(Point labeling dataset excerpts)
## Begin

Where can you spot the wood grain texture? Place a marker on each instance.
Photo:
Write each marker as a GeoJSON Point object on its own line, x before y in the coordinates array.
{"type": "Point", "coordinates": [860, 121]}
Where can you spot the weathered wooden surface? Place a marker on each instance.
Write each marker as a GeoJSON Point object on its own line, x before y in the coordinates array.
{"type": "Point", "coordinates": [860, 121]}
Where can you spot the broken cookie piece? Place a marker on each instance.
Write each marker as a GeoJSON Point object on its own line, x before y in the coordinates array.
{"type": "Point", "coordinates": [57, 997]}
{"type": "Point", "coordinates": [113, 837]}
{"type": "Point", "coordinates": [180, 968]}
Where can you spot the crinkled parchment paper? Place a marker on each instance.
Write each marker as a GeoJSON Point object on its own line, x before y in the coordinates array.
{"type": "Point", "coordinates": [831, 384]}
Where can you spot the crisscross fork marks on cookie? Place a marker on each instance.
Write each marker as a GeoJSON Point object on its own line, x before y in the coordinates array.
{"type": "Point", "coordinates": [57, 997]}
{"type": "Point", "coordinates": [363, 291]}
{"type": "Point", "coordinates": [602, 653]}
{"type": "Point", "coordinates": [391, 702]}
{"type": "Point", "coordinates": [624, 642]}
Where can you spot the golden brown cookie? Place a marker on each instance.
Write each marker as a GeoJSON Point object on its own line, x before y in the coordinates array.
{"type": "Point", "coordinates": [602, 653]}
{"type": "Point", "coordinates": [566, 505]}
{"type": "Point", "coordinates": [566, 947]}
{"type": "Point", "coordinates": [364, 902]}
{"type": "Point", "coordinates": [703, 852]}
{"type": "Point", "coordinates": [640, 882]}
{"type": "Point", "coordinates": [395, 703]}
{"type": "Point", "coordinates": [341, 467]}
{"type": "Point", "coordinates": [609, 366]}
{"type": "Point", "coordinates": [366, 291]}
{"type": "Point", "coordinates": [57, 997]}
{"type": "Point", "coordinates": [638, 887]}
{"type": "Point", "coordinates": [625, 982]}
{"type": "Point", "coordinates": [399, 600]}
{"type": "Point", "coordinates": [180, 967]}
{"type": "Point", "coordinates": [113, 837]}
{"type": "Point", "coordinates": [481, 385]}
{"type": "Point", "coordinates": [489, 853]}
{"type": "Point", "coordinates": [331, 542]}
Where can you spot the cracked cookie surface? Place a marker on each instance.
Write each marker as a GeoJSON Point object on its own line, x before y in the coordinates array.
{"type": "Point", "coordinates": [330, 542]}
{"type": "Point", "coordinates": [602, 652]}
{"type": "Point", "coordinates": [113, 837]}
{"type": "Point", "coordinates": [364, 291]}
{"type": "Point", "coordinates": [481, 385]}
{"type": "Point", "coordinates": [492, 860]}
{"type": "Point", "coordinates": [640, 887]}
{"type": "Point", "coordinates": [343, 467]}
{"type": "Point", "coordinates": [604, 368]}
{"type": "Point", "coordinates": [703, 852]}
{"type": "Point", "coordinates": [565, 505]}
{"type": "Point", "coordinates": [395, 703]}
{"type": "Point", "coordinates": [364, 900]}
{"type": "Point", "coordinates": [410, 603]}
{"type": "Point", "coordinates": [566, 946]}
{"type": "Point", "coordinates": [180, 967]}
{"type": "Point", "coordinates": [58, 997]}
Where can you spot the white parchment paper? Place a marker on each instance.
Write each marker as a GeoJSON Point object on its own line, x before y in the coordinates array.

## End

Work instructions: Your task is to return, exactly and on their own, the lines from the one containing "Where can you spot the cracked" through the last line of the listing.

Answer below:
Where can you spot the cracked cookie surface? Place a marker on each instance.
Write each marker as a GeoJSON Point object on its own line, x before y in the coordinates array.
{"type": "Point", "coordinates": [330, 542]}
{"type": "Point", "coordinates": [602, 652]}
{"type": "Point", "coordinates": [113, 837]}
{"type": "Point", "coordinates": [364, 291]}
{"type": "Point", "coordinates": [481, 385]}
{"type": "Point", "coordinates": [492, 860]}
{"type": "Point", "coordinates": [640, 887]}
{"type": "Point", "coordinates": [343, 467]}
{"type": "Point", "coordinates": [604, 368]}
{"type": "Point", "coordinates": [703, 852]}
{"type": "Point", "coordinates": [565, 505]}
{"type": "Point", "coordinates": [395, 703]}
{"type": "Point", "coordinates": [364, 900]}
{"type": "Point", "coordinates": [410, 603]}
{"type": "Point", "coordinates": [566, 946]}
{"type": "Point", "coordinates": [180, 967]}
{"type": "Point", "coordinates": [58, 997]}
Where can you spot the white parchment paper? Place a marker on each instance.
Write each marker as a GeoJSON Point object on its own line, x before y in the coordinates array.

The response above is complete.